Exercise instructions:
1. In the passage on sudden couple conflict, list the behaviors that the two seemingly "together" individuals resort to.
2. Extend the passage on sudden couple conflict, starting after its final sentence.

Document excerpt:
::::::::

Many relationships that come into your office could be on the verge of an uncontrollable argument at any moment. These types of unsteady, volatile relationships often reveal themselves early on in the therapeutic process. For many clinicians, it feels uncomfortable or intimidating, knowing that every disagreement might result in a full-blown verbal boxing match.
But what about those relationships that seem stable and appear to be working reasonably well, yet when a disagreement occurs, the proverbial gloves come off and a volcano erupts. Their behavior quickly disintegrates into survival mode, trying to one-up each other with insults, hoping to be louder, more sarcastic or mean, just to win the battle. It becomes an "every man for himself" mentality.
In reality, when hot buttons are pushed, even the most stable of relationships can quickly spiral out of control. However, unlike relationships that are always on the brink of an argument, these intense, angry reactions can catch us off-guard. It can be confusing and even scary witnessing the quick emotional dysregulation of a relationship. It's also disconcerting when an argument seems to come out of nowhere as these two seemingly "together" individuals resort to name-calling, disrespectful jabs, and competitive yelling.
I've seen this happen dozens of times in my office and each time, I think to myself, "Hmmm... did I see this one coming?" I don't get overwhelmed or scared. Instead, I immediately go into helping mode. I want to educate my clients about what just took place, and why. Keep in mind that these quick, intense and inappropriate reactions are often confusing and surprising to our clients as well. They don't understand their reactive behavior and are often embarrassed and uncomfortable at how their communication falls apart so easily during those moments.
I want to reassure them that I can help them gain insight as to why this negative conflict pattern is happening and offer a quick solution for how to change it. As with all of my clients, I also want them to become the best person, partner, parent, etc., that they can be through increased self-awareness, more effective communication, and understanding how to have a healthy relationship. If I can help them to understand what just took place, then they can immediately begin to make some positive changes to adjust the toxic conflict cycle.

::::::::

Record extracts:
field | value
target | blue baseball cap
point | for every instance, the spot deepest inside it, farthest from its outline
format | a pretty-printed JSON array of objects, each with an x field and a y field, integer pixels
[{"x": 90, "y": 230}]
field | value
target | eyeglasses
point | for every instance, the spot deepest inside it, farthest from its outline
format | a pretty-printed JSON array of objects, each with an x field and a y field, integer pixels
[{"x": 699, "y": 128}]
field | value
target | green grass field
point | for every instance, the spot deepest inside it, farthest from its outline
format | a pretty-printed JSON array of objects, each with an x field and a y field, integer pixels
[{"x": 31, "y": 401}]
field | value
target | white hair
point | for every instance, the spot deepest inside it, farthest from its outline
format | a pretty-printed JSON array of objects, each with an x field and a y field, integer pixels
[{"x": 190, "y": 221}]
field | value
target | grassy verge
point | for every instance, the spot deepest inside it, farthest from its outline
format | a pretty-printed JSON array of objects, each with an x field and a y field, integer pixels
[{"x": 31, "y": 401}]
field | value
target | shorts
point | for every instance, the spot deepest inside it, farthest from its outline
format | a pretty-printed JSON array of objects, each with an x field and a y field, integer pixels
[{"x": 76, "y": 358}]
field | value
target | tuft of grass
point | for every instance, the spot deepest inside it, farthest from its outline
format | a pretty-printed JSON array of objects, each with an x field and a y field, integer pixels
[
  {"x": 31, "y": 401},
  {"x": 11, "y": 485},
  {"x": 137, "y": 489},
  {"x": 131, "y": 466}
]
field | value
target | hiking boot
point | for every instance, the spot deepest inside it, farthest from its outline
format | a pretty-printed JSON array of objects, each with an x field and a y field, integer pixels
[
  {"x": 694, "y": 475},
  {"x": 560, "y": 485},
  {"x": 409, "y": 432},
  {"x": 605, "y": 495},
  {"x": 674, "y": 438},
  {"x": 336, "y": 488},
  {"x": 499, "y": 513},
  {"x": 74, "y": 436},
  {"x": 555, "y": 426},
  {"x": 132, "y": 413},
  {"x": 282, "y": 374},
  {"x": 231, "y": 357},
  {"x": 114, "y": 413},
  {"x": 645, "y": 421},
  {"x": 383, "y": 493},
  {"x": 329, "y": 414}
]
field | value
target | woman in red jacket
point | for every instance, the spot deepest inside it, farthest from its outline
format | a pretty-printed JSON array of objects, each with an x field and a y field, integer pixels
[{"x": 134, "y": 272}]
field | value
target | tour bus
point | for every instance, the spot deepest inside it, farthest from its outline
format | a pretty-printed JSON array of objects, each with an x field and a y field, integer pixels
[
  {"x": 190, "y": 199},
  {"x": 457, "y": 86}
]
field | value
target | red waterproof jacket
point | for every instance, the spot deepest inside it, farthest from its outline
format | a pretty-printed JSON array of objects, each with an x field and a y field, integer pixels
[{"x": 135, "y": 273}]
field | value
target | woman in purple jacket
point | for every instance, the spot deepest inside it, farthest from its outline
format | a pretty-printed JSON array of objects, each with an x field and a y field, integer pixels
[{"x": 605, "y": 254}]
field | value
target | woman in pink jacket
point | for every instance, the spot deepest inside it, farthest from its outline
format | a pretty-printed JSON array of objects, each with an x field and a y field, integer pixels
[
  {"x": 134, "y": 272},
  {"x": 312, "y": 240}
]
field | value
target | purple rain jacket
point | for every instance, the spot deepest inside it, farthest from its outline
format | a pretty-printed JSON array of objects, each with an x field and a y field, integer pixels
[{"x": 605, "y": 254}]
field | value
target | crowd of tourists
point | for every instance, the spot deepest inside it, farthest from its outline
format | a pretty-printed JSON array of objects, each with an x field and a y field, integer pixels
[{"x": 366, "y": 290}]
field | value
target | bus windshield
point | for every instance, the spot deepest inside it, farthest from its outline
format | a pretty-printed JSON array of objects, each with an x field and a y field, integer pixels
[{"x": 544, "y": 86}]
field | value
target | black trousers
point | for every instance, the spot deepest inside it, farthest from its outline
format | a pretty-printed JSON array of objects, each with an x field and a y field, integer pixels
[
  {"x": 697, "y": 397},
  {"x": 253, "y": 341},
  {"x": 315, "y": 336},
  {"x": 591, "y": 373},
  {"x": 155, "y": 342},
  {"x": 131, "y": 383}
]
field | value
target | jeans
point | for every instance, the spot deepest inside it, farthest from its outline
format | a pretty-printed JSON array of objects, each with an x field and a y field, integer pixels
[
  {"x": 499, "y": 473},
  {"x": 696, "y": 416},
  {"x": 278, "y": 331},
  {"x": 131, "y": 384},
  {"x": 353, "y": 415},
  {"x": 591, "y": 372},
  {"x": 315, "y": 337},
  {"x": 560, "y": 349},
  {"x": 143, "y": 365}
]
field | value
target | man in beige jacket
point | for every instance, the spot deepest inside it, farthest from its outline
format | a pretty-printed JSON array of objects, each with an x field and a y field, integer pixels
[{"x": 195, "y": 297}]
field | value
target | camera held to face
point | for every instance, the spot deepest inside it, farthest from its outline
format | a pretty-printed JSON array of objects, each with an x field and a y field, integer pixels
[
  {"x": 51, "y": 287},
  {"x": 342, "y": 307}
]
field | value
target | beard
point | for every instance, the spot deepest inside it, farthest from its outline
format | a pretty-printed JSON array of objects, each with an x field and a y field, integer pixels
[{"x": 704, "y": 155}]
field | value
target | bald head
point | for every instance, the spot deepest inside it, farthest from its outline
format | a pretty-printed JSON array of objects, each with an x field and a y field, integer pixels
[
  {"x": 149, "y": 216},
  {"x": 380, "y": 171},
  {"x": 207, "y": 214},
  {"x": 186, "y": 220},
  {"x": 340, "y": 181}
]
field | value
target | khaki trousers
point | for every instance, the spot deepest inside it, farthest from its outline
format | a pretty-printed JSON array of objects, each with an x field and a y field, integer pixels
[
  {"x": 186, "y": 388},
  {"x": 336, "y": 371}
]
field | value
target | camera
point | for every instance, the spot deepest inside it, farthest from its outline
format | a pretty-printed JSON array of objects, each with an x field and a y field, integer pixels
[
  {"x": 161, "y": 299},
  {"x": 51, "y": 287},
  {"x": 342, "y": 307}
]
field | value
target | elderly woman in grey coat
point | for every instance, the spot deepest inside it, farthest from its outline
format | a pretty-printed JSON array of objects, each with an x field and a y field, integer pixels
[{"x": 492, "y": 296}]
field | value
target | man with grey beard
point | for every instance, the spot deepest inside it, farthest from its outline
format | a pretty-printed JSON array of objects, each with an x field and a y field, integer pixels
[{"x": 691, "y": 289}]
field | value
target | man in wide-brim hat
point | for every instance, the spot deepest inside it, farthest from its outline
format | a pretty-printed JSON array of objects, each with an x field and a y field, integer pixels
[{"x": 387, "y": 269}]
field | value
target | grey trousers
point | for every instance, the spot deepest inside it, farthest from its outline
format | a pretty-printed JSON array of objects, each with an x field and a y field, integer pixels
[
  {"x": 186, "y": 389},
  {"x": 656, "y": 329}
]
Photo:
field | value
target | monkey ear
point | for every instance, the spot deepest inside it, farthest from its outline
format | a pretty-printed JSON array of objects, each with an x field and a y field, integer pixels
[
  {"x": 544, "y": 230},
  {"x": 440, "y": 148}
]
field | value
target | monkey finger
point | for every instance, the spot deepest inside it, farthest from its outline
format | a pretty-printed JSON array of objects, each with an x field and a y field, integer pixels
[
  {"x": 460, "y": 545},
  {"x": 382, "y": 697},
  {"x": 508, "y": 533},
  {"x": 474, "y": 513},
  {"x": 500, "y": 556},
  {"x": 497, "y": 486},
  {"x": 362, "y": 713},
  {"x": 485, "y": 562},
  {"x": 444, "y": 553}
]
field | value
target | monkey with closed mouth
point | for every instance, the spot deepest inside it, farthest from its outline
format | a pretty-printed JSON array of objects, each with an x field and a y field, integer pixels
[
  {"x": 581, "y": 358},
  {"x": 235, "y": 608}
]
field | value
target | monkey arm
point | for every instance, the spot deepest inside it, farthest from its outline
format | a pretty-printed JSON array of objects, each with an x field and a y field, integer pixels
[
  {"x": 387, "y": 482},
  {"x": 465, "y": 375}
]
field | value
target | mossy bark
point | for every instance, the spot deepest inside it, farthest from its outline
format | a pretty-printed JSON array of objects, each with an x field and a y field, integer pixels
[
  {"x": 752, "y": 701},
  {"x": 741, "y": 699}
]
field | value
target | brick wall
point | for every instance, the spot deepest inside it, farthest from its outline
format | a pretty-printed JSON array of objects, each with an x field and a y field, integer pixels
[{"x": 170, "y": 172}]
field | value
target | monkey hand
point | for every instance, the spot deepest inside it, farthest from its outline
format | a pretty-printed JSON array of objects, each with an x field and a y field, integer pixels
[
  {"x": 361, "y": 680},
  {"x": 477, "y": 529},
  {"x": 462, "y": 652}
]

::::::::

Outputs by task:
1.
- Name-calling
- Disrespectful jabs
- Competitive yelling

2.
To start, I briefly help them to understand that their reactions were intense, inappropriate and in many respects, irrational. This irrational reaction was more than likely triggered emotionally by something the other person said or did. I explore the reasons for the triggers at a later time because initially, and more importantly, I'm more interested in discussing that during the moment of escalation, neither of them was caring about the other person. They were both thinking about themselves and their own hurt feelings. The other person quickly became their enemy, and they were each going to protect themselves at all cost. This behavior is what I refer to as being turned away, and it is part of Key Element #2 of the Relationship Protocol model.
In the Relationship Protocol, there are two Key Elements. These Key Elements naturally exist in all healthy relationships and they are mandatory ingredients. However, when relationships disintegrate during times of conflict, it becomes our job to help clients learn how to break this cycle by understanding the importance of the two Key Elements. Our role is to teach clients about the ingredients necessary for a healthy relationship so they can begin making positive changes.
Key Element #1 is "Commitment." Both individuals are committed to the other person and committed to improving their relationship. Let's assume that in general, these individuals have demonstrated their commitment to each other. Yet, when they have a disagreement, neither behaves in a committed way.
Next, here’s how Key Element #2 "Shift Your Thinking," comes into play during these conflicts. Key Element #2 asks both individuals to metaphorically turn towards the other person, value them and approach them as if you’re on the same team. They shift their thinking from an "I" perspective to a "We" relationship perspective. The thinking behind this Key Element is, if I value you, then I will be respectful and treat you in ways that let you know that you are important to me, even during challenging times. If I allow myself to be rude or disrespectful to you, then I'm turned away and not demonstrating Key Element #2.
Help your clients understand the importance of the Key Elements ––because when they don’t consistently have a relationship perspective, they are at greater risk for the volcanic, out of control spiraling to occur during times of conflict. This new information becomes a long-term solution toward changing destructive communication patterns.
And of course, teaching your clients how to communicate with each other, and how to navigate conversations during those difficult moments is also critical to their success!